═════ TEXT EXTRACT ═════

Supervised learning trains models using labeled data. Common algorithms include:

- Linear Regression: Best for continuous value prediction
- Decision Trees: Excellent for classification tasks
- Support Vector Machines: Powerful for complex patterns

UNSUPERVISED LEARNING

Unsupervised learning finds patterns in unlabeled data.

REINFORCEMENT LEARNING

Agents learn through interaction with environments.

REFERENCES

[1] Machine Learning
    Wikipedia
    https://en.wikipedia.org/wiki/Machine_learning
    Accessed: 2024-02-28

[2] Types of Machine Learning Algorithms
    TechCrunch, by John Smith
    https://techcrunch.example.com/ml-types
    Published: 2024-01-15
    Accessed: 2024-02-28

API Usage for Plain Text:

curl -X POST http://localhost:8000/search \
  -H "Content-Type: application/json" \
  -d '{
    "query": "machine learning",
    "settings": {"output_format": "plaintext"}
  }'

Format 4: HTML Output

Best For: Web publishing, rich formatting, email newsletters

Example:

<!DOCTYPE html>
<html>
<head>
  <title>Research Results: Machine Learning Algorithms</title>
  <style>
    body { font-family: sans-serif; margin: 20px; }
    h1 { color: #333; }
    .citation { margin-left: 20px; font-size: 0.9em; }
    .source { background: #f5f5f5; padding: 10px; margin: 10px 0; }
  </style>
</head>
<body>
  <h1>Research Results: Machine Learning Algorithms</h1>

  <p>Machine learning algorithms are computational methods that improve through
  experience<sup><a href="#ref1">[1]</a></sup>. The field encompasses three
  main paradigms: supervised learning, unsupervised learning, and reinforcement
  learning<sup><a href="#ref2">[2]</a></sup>.</p>

  <h2>Supervised Learning</h2>
  <p>Supervised learning trains models using labeled data<sup><a href="#ref3">[3]</a></sup>.

═════ RECORDS SUPPLIED ═════

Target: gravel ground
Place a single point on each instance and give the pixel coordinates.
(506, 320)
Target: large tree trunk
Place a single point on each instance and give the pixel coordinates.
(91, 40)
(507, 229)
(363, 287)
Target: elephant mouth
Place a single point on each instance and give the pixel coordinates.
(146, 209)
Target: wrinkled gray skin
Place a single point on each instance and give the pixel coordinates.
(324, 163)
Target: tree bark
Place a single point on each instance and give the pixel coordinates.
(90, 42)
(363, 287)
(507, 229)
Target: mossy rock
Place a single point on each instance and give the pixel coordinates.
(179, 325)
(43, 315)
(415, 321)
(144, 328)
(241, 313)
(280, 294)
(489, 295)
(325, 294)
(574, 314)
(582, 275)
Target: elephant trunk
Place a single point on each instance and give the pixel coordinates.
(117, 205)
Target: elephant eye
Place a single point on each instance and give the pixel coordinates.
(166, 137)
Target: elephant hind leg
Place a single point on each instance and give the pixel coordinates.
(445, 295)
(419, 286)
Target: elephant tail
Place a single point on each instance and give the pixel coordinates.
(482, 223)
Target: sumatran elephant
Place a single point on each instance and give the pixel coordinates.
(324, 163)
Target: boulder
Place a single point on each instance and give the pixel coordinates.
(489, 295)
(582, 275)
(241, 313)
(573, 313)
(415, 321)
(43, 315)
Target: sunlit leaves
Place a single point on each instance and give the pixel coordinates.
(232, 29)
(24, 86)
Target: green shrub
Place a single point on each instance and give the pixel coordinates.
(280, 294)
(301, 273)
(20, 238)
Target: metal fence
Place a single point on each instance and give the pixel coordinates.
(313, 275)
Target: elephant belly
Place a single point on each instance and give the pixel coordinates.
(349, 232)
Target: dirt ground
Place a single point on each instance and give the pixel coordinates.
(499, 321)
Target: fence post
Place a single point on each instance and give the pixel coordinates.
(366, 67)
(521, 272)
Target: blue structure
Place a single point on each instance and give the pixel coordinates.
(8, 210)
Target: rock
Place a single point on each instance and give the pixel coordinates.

═════

** BRIEF **
In the machine learning text, rewrite everything from "- Linear Regression: Best" down to "interaction with environments.", putting "structures" in place of "patterns".

** FINAL ANSWER **
- Linear Regression: Best for continuous value prediction
- Decision Trees: Excellent for classification tasks
- Support Vector Machines: Powerful for complex structures

UNSUPERVISED LEARNING

Unsupervised learning finds structures in unlabeled data.

REINFORCEMENT LEARNING

Agents learn through interaction with environments.